_Records from a dataset_
-- start --

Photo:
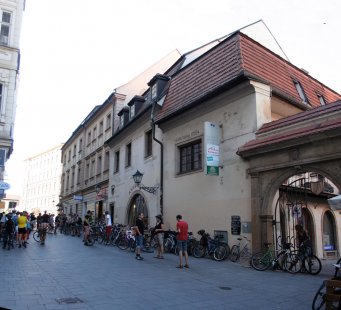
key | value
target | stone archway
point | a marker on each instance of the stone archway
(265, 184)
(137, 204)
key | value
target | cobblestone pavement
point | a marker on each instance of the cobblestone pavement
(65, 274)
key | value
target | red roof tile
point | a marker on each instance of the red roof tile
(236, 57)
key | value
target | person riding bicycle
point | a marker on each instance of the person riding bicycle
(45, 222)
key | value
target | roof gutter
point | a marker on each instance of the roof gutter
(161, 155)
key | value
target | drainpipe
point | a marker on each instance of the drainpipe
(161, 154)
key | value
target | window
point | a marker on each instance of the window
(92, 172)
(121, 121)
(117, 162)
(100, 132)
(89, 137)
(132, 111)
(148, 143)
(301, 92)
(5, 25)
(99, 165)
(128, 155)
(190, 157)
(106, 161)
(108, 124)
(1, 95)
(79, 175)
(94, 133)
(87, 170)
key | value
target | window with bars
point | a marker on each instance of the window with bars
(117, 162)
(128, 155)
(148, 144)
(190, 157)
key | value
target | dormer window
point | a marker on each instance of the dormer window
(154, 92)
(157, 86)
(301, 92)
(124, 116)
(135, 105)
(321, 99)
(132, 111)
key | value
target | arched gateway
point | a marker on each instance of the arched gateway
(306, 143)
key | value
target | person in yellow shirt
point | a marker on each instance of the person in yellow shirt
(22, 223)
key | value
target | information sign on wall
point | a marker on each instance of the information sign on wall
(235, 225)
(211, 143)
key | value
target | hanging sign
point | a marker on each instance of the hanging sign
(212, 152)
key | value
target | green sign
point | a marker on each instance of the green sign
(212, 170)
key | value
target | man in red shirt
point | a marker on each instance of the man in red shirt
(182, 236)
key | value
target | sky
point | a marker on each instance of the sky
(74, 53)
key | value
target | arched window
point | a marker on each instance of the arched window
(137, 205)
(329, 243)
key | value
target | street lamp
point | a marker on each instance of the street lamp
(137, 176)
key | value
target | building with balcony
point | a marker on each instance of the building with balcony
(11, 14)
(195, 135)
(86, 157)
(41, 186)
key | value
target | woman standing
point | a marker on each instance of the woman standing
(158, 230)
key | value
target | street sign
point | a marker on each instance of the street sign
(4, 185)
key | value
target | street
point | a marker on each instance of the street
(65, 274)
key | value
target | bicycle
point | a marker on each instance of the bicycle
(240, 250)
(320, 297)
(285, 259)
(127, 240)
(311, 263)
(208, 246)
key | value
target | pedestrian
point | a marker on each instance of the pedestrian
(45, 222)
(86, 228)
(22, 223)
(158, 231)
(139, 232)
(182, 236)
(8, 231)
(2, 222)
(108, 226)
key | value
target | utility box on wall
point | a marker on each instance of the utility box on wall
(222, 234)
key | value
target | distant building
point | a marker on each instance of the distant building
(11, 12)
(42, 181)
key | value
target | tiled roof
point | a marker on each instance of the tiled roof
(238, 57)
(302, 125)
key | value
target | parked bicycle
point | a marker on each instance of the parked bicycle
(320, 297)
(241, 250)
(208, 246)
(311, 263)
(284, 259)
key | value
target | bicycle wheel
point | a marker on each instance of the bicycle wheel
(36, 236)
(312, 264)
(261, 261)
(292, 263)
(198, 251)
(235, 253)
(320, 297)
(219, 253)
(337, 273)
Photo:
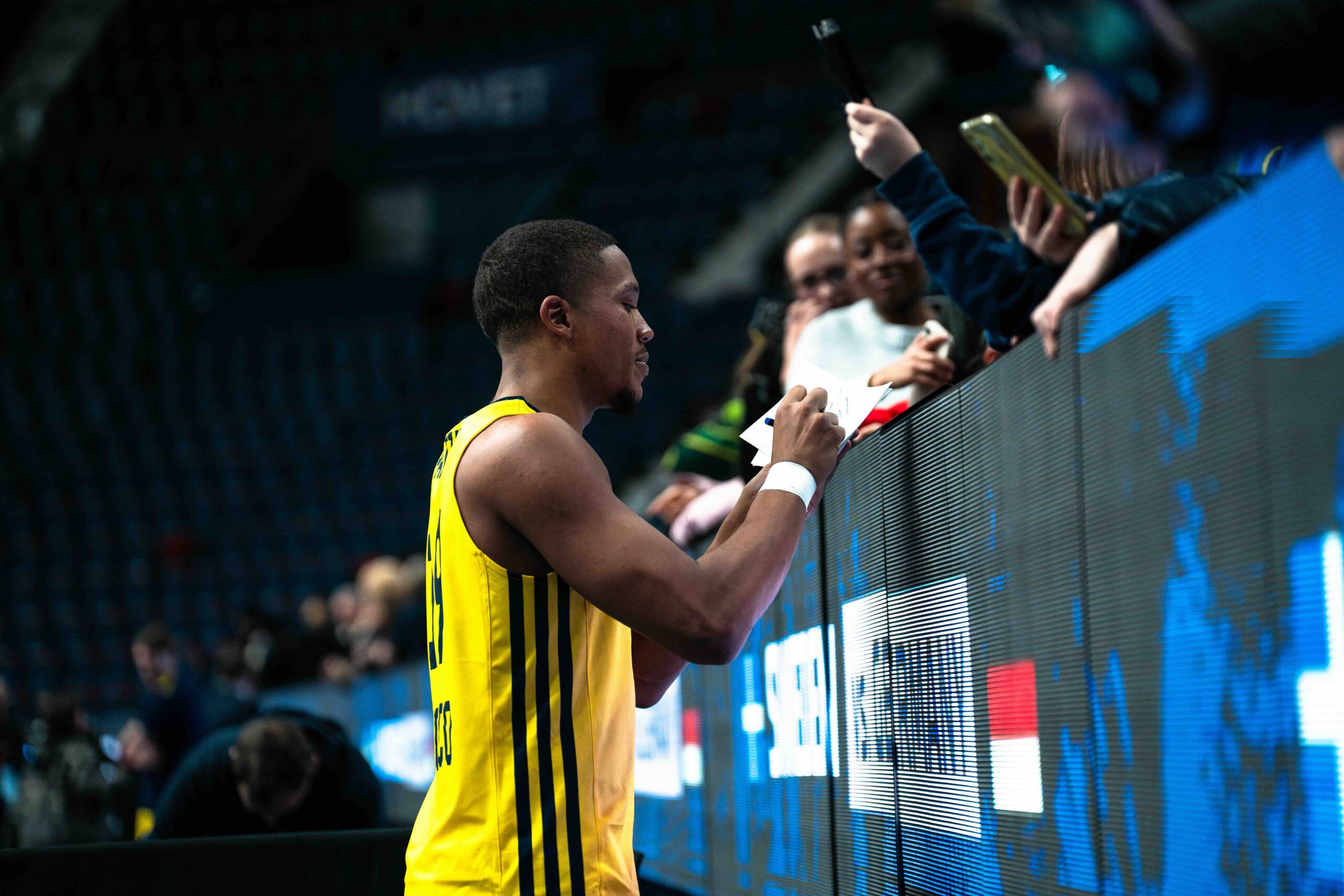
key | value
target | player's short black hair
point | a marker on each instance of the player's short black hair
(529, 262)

-- end --

_Aim_
Please set down each line of the data above exactly as written, without the pictures.

_Answer to the exercise_
Photo:
key | value
target | stone archway
point | a marker on each instance of the stone archway
(265, 184)
(137, 204)
key | value
target | cobblestone pavement
point | a marker on each instance of the cobblestone pavement
(65, 274)
key | value
target | red roof tile
point | a marker on each instance of the red roof tile
(236, 57)
key | value
target | person riding bicycle
point | a marker on each instance of the person riding bicycle
(45, 222)
key | value
target | roof gutter
point | a marker on each instance of the roof gutter
(161, 155)
key | value
target | drainpipe
point | a marker on each instance of the drainpipe
(161, 154)
key | value
target | window
point | a marker on each instance of the window
(92, 172)
(121, 121)
(117, 162)
(100, 132)
(89, 137)
(132, 111)
(148, 143)
(301, 92)
(5, 25)
(99, 165)
(128, 155)
(190, 157)
(106, 161)
(108, 124)
(1, 95)
(79, 175)
(94, 133)
(87, 170)
key | value
target | window with bars
point | a marker on each instance of the window with bars
(117, 162)
(128, 155)
(148, 144)
(190, 157)
key | value
target | dormer window
point | a marker on each instance of the dormer window
(154, 92)
(157, 86)
(301, 92)
(124, 116)
(135, 105)
(321, 99)
(132, 111)
key | value
target | arched gateway
point | a marker on each instance of the arched gateway
(306, 143)
key | value
target | person in yellow shirt
point | a marker on each instance of the person in yellow shirt
(22, 223)
key | value
target | information sign on wall
point | a marker on each instance of the information sign on wall
(235, 225)
(211, 143)
key | value
target | hanging sign
point | a marker on each instance of the hanging sign
(212, 152)
key | value
target | green sign
point | a marker on each instance of the green sign
(212, 170)
key | value
target | man in red shirt
point | a marker on each instance of the man in red shirt
(182, 236)
key | value
target | sky
point | a marker on each instance of the sky
(74, 53)
key | value
target | arched window
point | a marker on each instance of the arched window
(137, 205)
(329, 243)
key | value
target | street lamp
point | a marker on each instance of the street lamp
(137, 176)
key | value
target | building with balcony
point | a marker on each instance of the building with balcony
(11, 14)
(195, 135)
(86, 157)
(41, 186)
key | value
target | woman standing
point | a marker on each instance of the woman standing
(158, 230)
key | value
target | street sign
point | a marker on each instance of the street sign
(4, 185)
key | value
target | street
point | a marker on each instance of the street
(65, 274)
key | value
target | bicycle
point | a marker on each instance of the bicycle
(240, 250)
(320, 297)
(285, 259)
(127, 240)
(311, 263)
(208, 246)
key | value
target | pedestrian
point | a marker on each instance of the pedestrian
(45, 222)
(86, 228)
(22, 223)
(158, 231)
(139, 232)
(182, 236)
(8, 231)
(2, 222)
(108, 226)
key | value
target | utility box on wall
point | a marker on each instance of the utility box on wall
(222, 234)
key | value
target | distant building
point | a marker on each instance of the distant building
(11, 12)
(42, 181)
key | value
target | tiled roof
point | a marker on each instance of the tiled roof
(238, 57)
(302, 125)
key | value
target | parked bicycle
point | a marker on each instance of the parked bicycle
(320, 297)
(241, 250)
(208, 246)
(311, 263)
(284, 259)
key | value
target | bicycle wheel
point | a marker on each instance of the bicycle wheel
(36, 236)
(312, 264)
(261, 261)
(292, 263)
(198, 251)
(235, 253)
(320, 297)
(219, 253)
(337, 273)
Photo:
key | value
target | player's short black hair
point | a marker on each instance of the player's short black hair
(529, 262)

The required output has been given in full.